*Material provided*.
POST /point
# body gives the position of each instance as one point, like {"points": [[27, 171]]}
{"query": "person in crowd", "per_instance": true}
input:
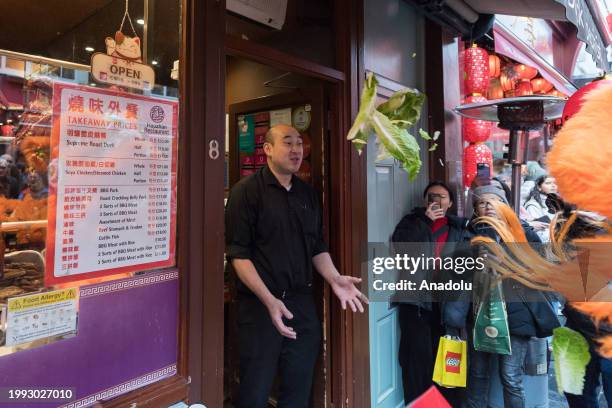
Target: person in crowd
* * *
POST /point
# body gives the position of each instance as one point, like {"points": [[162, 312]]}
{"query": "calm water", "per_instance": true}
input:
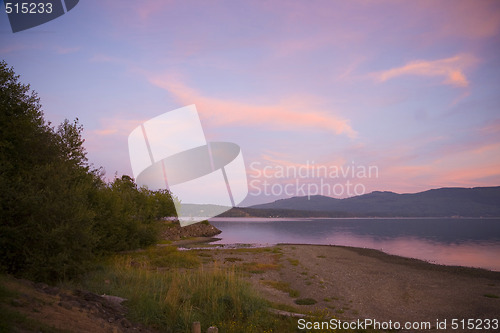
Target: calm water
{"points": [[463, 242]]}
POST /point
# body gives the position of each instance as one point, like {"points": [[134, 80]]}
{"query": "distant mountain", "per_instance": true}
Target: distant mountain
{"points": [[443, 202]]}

*Aim of the exercise*. Find each line in the records holding the string "query" and show it.

*Written answer*.
{"query": "person in crowd", "per_instance": true}
{"query": "calm water", "per_instance": true}
{"query": "distant mountain", "per_instance": true}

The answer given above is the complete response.